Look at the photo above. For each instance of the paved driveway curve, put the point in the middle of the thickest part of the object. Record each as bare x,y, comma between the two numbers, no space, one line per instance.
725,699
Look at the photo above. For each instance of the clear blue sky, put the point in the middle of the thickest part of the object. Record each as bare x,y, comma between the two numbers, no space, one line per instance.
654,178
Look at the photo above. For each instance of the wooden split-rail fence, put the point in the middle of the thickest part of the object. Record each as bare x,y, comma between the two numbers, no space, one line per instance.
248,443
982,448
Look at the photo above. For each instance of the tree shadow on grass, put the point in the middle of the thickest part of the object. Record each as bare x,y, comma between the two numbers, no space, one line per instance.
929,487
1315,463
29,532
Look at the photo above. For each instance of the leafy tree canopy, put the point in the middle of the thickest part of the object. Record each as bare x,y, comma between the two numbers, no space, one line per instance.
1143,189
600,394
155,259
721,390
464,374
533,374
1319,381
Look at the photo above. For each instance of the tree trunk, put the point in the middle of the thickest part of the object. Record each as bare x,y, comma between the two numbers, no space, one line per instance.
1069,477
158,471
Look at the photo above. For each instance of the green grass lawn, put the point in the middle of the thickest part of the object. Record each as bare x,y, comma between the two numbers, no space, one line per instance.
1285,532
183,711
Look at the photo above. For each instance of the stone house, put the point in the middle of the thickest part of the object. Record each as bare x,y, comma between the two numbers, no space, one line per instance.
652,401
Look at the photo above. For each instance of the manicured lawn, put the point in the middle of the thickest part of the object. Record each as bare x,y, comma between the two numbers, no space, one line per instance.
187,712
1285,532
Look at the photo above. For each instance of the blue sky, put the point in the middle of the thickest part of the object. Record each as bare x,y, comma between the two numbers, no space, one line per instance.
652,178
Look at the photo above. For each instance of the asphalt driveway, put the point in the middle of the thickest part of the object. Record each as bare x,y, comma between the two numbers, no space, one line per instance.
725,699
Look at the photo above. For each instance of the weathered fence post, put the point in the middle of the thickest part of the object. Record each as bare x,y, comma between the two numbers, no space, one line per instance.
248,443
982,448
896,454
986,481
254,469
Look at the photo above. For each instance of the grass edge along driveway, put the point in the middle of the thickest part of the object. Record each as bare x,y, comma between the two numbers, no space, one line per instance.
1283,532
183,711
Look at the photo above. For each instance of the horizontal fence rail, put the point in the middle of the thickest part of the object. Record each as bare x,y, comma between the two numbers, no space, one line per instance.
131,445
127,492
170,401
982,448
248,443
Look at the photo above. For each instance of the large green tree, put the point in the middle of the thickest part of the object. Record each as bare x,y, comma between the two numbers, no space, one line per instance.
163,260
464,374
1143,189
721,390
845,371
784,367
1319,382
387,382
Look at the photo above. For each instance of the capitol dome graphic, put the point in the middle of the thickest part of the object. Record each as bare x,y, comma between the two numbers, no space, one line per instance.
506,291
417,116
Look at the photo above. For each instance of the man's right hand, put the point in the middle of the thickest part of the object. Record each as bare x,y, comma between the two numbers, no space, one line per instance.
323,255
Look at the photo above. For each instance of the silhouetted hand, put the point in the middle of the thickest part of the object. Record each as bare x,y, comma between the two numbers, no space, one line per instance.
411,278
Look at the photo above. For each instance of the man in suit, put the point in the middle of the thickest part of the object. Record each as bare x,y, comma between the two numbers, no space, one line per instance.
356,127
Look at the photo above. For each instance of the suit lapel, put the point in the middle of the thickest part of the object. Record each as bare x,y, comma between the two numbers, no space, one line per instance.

+ + + + +

*What is expected*
Please rewrite all of the records above as a numbered list, leaving out any blank lines.

*Completed task*
1. Look at the photo above. For each instance of the paved driveway curve, put the point in the middle of the thickest part of the object. Record each as bare x,y, comma between the two numbers, no space, one line per instance.
2. 725,699
3. Look at the photo above. For each instance of the clear blue sky, put the point in the middle of the thickest part of the object. Record each as bare x,y, comma between the two numbers, no space, one line per instance.
4. 654,178
5. Look at the photo above. For each instance of the wooden split-rail fence, put the point in the middle of the thickest part of the object. Record each as bare x,y, comma between the two numbers, no space, one line per instance.
6. 248,443
7. 982,448
8. Look at the photo above. For each instance of the tree shadow on grass, put the point in the middle of the thickest part of the object. Record each as bare x,y, comma between the two numbers, no space, one line per instance.
9. 929,487
10. 1315,463
11. 29,532
12. Look at the photo above. For each instance of the leafy tree canopy, put the point in the middle of the thickest part of the object. Record each as bare x,y, comma between the two numbers, no space, one line per instance.
13. 1143,189
14. 600,394
15. 155,259
16. 721,390
17. 464,374
18. 533,374
19. 1319,381
20. Look at the photo above. For each instance of the tree trunk, put the point in the middle of the thickest part of the object. Record each as bare x,y, comma between the two numbers, no space, one line per instance.
21. 1069,477
22. 158,471
23. Look at the photo above. For each instance of the green grass lawn, put the point in the middle of the thickest part of the object. Record each as bare x,y, comma between the two numbers, no space, one line per instance.
24. 1285,532
25. 183,711
26. Look at the photo above. For each instance of the stone house, put the point in the middle of the thickest part of the object. Record each as bare x,y, comma between the two numbers, no space, one line per instance.
27. 652,401
28. Look at the photo above. For each instance of the manicured lawn, put the point in the middle of the thickest part of the object. Record each as bare x,y, comma between the two numbers, no space, one line per instance.
29. 187,712
30. 1285,532
31. Look at the photo above. For each instance of the blue sky, put the point in the middle of the thickest part of the object. Record each as bare x,y, comma between the two numbers, no space, one line per instance.
32. 652,178
33. Look at the photo above. For each instance of the asphalt driveway, put the point in the middle of the thickest part of the object. Record each as bare x,y, comma between the two numbers, no space, one line per instance.
34. 725,699
35. Look at the photo above. For each instance of the weathered fence post, put the point in the middle of the thickest part of the object. Record each as bare x,y, comma between the two numbers, no space, one line per instance.
36. 248,443
37. 982,448
38. 896,454
39. 986,481
40. 254,469
41. Look at the photo above. For each instance of the grass edge along driveway, put the point in the middle of the thickest part of the object. Record each as bare x,y, comma between the two numbers, no space, one line per instance.
42. 1283,532
43. 183,711
44. Look at the photo above. For each instance of the horizontal fence rail, put the point in the middle of the thickest part of the object. Record each as bare x,y, comma between the two numbers, no space, one line per instance.
45. 131,445
46. 127,492
47. 170,401
48. 982,448
49. 248,443
50. Look at the photo above. For each instance of the large green tree, put the point in the middle of the thickest part of the object. Record each as bare x,y, comma between the two numbers, no space, one line per instance.
51. 163,260
52. 464,374
53. 1143,189
54. 721,390
55. 845,371
56. 784,367
57. 1319,382
58. 387,382
59. Look at the photo above. For each instance of the capitol dome graphic, put the point in the middle of the thickest part of the object. Record each as bare x,y, comma between the two numbers, no space, one line per instance.
60. 506,291
61. 417,116
62. Look at the photo above. For each instance of the man's right hand, put the point in the middle of the thickest part of the object. Record each as bare x,y, comma between the two numbers, no space, one line per instance.
63. 323,255
64. Look at the photo above. For each instance of the silhouetted hand, put the point in the middle of the thickest part of the object. Record each as bare x,y, comma between the two numbers, no space, one line per instance.
65. 411,278
66. Look at the photo above. For each instance of the man in suit, put the point in the middle of the thickest part of the object. Record each as bare x,y, comma between the two numbers, no space, one line per instance.
67. 356,127
68. Look at the photo above. For each instance of the suit lapel, put the point in the middle of the thickest part of the object. Record each as bare x,y, comma between the two numbers, no space, one line per instance.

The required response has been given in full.